• _Complete the following_:
[1] In the passage on regional climate models, what effect do the new models leave out?
[2] Render this sentence from the regional climate modeling passage in Spanish: "The researchers plan to extend their study to account for these additional variables."
[3] Write the next part of the passage on regional climate models, starting after its final sentence.

• _Selected passage_:
● ● ● ● ●

The extreme temperatures and extended duration of the warmer season will likely take a significant toll on crops and the ecosystem, the researchers said. Areas like the American West, which is already grappling for limited water resources, could witness much shorter frost seasons at high elevations, leading to a smaller surge in spring meltwater than what is needed for the early growing season.

“The high resolution of our models can capture regional climate variables caused by local landforms like mountains, valleys and bodies of water,” Zobel said. “That will allow policymakers to tailor response actions in a very localized way.”

The new models concentrate on temperature and do not factor in the effect that regional precipitation patterns will have on the impact of the anticipated climate changes. The researchers plan to extend their study to account for these additional variables.

“The concept of global climate change can be somewhat abstract, and people want to know how these projected changes are going to affect them, in their community,” Wuebbles said. “Our models are helping answer those questions, and that is what separates our work from the larger, global-scale studies.”

● ● ● ● ●

• _Listed records_:

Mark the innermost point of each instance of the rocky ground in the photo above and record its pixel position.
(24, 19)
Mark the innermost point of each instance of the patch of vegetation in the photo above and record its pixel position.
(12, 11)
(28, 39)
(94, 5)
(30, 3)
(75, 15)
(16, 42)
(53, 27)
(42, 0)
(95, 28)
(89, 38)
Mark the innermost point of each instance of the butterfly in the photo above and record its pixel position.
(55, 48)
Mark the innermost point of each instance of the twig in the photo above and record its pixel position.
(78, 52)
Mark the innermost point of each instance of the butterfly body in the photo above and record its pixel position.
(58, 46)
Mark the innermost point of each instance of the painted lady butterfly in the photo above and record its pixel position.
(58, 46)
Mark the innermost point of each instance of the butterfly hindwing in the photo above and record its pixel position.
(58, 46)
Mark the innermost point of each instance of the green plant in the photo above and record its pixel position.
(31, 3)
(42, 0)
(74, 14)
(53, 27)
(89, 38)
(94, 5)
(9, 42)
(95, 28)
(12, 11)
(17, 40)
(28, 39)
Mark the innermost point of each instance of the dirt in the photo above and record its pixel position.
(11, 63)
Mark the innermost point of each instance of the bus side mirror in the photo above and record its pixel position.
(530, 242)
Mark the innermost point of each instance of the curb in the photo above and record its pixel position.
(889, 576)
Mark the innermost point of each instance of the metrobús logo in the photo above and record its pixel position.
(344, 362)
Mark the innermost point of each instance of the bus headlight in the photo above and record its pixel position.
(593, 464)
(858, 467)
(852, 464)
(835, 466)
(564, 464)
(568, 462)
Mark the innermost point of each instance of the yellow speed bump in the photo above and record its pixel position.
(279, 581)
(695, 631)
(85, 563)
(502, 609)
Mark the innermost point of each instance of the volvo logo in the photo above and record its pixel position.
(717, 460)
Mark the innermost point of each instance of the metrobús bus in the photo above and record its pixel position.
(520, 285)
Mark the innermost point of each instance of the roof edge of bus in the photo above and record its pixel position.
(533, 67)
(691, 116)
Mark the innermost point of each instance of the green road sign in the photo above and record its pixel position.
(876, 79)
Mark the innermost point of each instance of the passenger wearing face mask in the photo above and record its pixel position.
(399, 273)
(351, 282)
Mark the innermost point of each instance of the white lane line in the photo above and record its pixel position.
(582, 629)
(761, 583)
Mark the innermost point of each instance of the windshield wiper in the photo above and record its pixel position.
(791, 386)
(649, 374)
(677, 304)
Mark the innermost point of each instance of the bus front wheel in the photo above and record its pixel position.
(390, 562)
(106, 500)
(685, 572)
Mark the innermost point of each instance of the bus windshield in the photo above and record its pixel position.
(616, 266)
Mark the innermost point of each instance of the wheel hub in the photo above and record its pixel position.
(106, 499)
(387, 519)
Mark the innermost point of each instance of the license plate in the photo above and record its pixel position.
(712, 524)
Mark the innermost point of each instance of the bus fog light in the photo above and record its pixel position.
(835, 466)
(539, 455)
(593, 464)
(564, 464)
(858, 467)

● ● ● ● ●

• _Written answers_:
[1] They do not factor in the effect that regional precipitation patterns will have on the impact of the anticipated climate changes.

[2] Los investigadores planean ampliar su estudio para tener en cuenta estas variables adicionales.

[3]
The paper:

High resolution dynamical downscaling ensemble projections of future extreme temperature distributions for the United States” is available online (open access): http://dx.doi.org/10.1002/2017EF000642


The aim of this study is to examine projections of extreme temperatures over the continental United States (CONUS) for the 21st century using an ensemble of high spatial resolution dynamically downscaled model simulations with different boundary conditions. The downscaling uses the Weather Research and Forecast model at a spatial resolution of 12 km along with outputs from three different Coupled Model Intercomparison Project Phase 5 global climate models that provide boundary conditions under two different future greenhouse gas (GHG) concentration trajectories. The results from two decadal-length time slices (2045-2054 and 2085-2094) are compared with a historical decade (1995-2004). Probability density functions of daily maximum/minimum temperatures are analyzed over seven climatologically cohesive regions of the CONUS. The impacts of different boundary conditions as well as future GHG concentrations on extreme events such as heat waves and days with temperature higher than 95°F are also investigated. The results show that the intensity of extreme warm temperature in future summer is significantly increased, while the frequency of extreme cold temperature in future winter decreases. The distribution of summer daily maximum temperature experiences a significant warm-side shift and increased variability, while the distribution of winter daily minimum temperature is projected to have a less significant warm-side shift with decreased variability. Using “business-as-usual” scenario, 5-day heat waves are projected to occur at least 5-10 times per year in most CONUS and ≥95°F days will increase by 1-2 months by the end of the century.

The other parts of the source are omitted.